→ **Given passage**
..........

What made the study abroad experience so meaningful, Elam said, was “stepping beyond my worldview.”
“I think that’s the best way to foster empathy. You have to understand things outside of yourself,” she explained, “and you can’t do that without stepping outside of a comfort zone at some point. And I definitely stepped outside of my comfort zone.”
After the course officially ended, she stayed an extra week visiting Poland and Rome—including two solo days in the Italian capital.
She also had a bus layover in Brno, Czech Republic, which provided an impactful moment. While trying to navigate the bus station, she had difficulty finding anyone who spoke English.
“It’s naive to say, but I had really never experienced that feeling of being a complete outsider,” Elam said. “It helped me realize how hard it must be to live in a place where nothing is made for you.”
As a future nurse, “that kind of empathy is invaluable.”
“You won’t always understand everything about your patients,” she said, “but you have to be completely open to connection and difference. That’s what this trip gave me.”
Amy Brown, a nontraditional student and transfer from Cleveland State Community College, brought a different lens to the experience. Just days before flying to London, she graduated from UTC with a bachelor’s degree in psychology and a minor in history.
Brown, who spent 20 years teaching middle school history to homeschool students, said the trip was deeply personal. She had studied the Holocaust for decades, met survivors and even served on the Nashville Holocaust Commission. But she had never set foot in Europe.

..........

→ **Referring expression pointing data**
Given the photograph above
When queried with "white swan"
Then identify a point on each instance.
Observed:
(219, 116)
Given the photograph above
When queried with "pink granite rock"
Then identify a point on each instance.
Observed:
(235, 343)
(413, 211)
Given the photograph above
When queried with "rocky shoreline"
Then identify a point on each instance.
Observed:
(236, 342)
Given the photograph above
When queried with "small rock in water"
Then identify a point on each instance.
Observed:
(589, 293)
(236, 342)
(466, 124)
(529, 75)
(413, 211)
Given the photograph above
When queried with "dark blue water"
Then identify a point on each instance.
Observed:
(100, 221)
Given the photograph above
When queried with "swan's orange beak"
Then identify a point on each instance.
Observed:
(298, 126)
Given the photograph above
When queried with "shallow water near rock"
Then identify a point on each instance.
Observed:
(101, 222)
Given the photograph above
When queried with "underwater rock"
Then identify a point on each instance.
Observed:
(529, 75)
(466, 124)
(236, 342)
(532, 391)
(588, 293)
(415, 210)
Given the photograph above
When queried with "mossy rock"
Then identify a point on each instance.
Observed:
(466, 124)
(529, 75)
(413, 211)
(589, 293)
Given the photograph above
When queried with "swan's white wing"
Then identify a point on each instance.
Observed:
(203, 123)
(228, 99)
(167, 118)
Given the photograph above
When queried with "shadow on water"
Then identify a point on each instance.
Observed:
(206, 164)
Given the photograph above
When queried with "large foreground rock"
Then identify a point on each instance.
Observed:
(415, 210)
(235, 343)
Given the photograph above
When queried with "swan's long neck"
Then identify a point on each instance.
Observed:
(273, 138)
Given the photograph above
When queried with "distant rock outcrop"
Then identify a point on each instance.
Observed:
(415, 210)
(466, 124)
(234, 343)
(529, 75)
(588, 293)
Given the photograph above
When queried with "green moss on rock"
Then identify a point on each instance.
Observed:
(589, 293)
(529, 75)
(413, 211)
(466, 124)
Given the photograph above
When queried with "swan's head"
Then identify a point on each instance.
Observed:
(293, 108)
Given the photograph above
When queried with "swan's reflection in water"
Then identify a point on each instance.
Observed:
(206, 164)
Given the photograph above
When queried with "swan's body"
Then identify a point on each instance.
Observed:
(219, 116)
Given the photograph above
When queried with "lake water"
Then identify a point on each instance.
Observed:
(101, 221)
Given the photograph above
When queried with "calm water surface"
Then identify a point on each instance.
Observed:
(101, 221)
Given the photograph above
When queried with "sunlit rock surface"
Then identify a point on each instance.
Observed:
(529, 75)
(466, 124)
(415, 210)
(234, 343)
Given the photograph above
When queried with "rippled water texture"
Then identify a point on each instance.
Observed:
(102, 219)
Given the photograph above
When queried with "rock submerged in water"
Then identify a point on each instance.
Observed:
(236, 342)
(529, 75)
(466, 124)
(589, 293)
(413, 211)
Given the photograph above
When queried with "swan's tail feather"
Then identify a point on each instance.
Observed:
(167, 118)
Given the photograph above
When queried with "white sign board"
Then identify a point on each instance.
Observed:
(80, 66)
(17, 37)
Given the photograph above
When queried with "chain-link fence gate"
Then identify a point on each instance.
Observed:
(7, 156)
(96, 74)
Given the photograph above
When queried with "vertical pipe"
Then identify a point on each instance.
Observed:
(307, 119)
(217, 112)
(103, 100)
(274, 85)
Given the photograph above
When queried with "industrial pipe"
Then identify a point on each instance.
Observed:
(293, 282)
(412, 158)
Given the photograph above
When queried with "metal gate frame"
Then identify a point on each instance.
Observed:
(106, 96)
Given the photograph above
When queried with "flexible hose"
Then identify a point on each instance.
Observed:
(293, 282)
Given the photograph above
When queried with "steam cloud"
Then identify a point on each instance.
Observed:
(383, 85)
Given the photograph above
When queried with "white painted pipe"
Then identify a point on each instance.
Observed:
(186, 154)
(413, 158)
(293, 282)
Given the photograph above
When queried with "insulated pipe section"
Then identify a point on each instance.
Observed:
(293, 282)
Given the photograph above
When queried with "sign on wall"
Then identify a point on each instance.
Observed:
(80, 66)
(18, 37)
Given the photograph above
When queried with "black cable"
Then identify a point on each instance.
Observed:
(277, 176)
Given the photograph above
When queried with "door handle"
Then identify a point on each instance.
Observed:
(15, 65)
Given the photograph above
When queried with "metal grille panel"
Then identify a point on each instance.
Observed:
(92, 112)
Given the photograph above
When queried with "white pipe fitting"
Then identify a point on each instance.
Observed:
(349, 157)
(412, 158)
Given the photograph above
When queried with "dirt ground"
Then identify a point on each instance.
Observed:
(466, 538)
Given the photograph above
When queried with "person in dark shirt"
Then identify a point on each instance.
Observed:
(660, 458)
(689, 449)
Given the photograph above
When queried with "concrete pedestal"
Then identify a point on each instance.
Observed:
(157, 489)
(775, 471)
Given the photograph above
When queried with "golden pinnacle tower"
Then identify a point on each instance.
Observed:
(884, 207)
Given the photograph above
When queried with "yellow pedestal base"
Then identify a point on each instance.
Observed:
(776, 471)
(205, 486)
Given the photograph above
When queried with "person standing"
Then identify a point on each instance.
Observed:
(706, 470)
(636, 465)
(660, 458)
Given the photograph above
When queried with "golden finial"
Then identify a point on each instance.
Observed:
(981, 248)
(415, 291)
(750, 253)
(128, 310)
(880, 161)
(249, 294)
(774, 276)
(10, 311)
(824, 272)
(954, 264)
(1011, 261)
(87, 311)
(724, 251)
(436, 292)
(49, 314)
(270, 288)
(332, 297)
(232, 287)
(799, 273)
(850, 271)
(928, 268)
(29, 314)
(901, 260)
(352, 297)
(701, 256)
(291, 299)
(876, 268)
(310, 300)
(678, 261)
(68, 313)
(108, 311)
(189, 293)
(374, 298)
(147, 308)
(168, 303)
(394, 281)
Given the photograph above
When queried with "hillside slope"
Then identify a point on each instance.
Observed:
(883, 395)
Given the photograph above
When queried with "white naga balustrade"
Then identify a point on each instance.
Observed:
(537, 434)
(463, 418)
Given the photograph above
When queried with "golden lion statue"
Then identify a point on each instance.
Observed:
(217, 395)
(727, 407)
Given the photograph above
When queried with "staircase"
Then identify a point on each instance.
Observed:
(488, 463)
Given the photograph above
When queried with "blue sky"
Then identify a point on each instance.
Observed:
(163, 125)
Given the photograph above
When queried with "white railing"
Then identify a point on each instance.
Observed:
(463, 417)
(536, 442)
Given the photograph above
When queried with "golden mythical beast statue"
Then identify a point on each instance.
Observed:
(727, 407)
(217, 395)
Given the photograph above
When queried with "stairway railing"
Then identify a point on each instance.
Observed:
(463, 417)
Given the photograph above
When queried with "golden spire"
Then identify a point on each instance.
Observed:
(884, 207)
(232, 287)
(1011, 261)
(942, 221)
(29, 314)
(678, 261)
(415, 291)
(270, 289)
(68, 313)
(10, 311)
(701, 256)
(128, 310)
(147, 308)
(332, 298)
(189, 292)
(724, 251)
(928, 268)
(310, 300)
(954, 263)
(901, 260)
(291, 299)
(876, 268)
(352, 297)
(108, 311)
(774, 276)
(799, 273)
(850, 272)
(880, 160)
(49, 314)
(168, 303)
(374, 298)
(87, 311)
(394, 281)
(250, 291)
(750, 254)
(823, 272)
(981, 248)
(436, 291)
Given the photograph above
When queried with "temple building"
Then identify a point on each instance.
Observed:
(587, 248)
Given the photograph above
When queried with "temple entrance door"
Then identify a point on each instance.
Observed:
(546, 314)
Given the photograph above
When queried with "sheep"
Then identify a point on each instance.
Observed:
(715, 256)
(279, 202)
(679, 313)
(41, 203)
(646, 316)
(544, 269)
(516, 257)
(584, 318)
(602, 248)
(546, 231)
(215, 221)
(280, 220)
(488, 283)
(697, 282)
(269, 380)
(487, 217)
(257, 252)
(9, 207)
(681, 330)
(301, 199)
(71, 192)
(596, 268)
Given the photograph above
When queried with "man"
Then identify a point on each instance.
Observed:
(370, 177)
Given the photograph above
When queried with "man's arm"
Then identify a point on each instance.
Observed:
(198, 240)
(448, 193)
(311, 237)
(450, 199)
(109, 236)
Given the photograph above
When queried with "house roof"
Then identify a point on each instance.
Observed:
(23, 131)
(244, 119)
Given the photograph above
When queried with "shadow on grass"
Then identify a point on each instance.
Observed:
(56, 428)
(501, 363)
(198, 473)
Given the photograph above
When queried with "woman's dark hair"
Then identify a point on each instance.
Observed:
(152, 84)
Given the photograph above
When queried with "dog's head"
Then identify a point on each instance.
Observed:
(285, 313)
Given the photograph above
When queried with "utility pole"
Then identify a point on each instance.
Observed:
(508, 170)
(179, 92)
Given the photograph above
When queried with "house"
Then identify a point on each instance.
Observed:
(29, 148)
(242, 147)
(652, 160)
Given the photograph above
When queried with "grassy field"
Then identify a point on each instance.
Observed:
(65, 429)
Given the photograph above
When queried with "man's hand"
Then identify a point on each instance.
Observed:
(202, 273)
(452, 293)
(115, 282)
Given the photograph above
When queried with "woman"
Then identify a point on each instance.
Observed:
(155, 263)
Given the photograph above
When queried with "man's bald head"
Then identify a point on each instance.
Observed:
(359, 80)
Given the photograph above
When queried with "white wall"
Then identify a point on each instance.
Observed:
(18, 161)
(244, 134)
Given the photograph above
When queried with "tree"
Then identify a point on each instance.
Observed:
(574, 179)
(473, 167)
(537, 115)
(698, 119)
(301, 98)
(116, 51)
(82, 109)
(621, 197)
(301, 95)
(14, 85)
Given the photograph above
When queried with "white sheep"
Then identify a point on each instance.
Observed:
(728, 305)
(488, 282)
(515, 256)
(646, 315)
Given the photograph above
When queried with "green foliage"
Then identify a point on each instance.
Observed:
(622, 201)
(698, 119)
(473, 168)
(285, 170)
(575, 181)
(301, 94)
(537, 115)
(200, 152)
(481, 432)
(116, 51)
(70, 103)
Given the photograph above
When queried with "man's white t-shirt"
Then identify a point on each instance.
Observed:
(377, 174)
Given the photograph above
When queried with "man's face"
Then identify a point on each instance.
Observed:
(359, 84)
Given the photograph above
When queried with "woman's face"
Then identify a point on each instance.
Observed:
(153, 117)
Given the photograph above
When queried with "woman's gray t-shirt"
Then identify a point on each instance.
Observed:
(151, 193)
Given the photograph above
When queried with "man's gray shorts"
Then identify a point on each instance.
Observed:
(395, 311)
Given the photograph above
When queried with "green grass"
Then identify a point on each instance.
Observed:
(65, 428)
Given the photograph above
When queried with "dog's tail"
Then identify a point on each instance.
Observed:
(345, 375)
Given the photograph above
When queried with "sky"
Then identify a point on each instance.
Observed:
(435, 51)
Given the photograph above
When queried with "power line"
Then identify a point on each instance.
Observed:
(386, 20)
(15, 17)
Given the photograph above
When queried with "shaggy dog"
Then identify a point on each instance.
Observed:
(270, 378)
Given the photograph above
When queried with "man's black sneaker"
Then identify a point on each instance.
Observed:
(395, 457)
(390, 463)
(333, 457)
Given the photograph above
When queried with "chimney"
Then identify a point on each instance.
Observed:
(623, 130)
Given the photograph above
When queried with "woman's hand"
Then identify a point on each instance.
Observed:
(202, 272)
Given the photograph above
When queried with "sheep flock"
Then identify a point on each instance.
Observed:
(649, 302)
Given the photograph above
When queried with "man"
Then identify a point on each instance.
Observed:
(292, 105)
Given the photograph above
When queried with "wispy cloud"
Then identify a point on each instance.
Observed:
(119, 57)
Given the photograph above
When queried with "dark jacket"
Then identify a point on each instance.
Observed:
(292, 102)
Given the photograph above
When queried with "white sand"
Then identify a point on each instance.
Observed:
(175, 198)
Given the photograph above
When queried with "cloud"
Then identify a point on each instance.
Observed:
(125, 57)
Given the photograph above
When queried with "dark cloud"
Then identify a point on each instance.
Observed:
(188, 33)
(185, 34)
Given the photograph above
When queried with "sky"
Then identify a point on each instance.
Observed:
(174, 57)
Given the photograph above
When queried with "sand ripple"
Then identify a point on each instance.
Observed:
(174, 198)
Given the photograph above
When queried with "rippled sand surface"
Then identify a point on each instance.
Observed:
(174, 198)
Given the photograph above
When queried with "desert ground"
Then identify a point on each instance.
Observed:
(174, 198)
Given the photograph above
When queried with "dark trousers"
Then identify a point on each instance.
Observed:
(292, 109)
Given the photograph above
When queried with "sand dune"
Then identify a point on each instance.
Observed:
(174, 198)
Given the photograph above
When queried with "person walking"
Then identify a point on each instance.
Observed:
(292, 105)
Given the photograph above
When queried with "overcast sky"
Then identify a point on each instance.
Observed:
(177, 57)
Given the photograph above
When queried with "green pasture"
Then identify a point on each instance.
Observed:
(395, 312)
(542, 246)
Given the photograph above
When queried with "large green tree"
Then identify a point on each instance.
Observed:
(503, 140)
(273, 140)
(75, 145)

..........

→ **Problems to work on**
• a. List the places the study abroad passage says Elam went to or passed through after the course officially ended.
• b. Reproduce the stretch of the study abroad passage from "After the course" through "who spoke English.".
• c. According to the study abroad passage, how long did Brown teach middle school history to homeschool students?

→ **Exercise responses**
• a.
Poland
Rome
Brno, Czech Republic (a bus layover)

• b.
After the course officially ended, she stayed an extra week visiting Poland and Rome—including two solo days in the Italian capital.
She also had a bus layover in Brno, Czech Republic, which provided an impactful moment. While trying to navigate the bus station, she had difficulty finding anyone who spoke English.

• c. 20 years.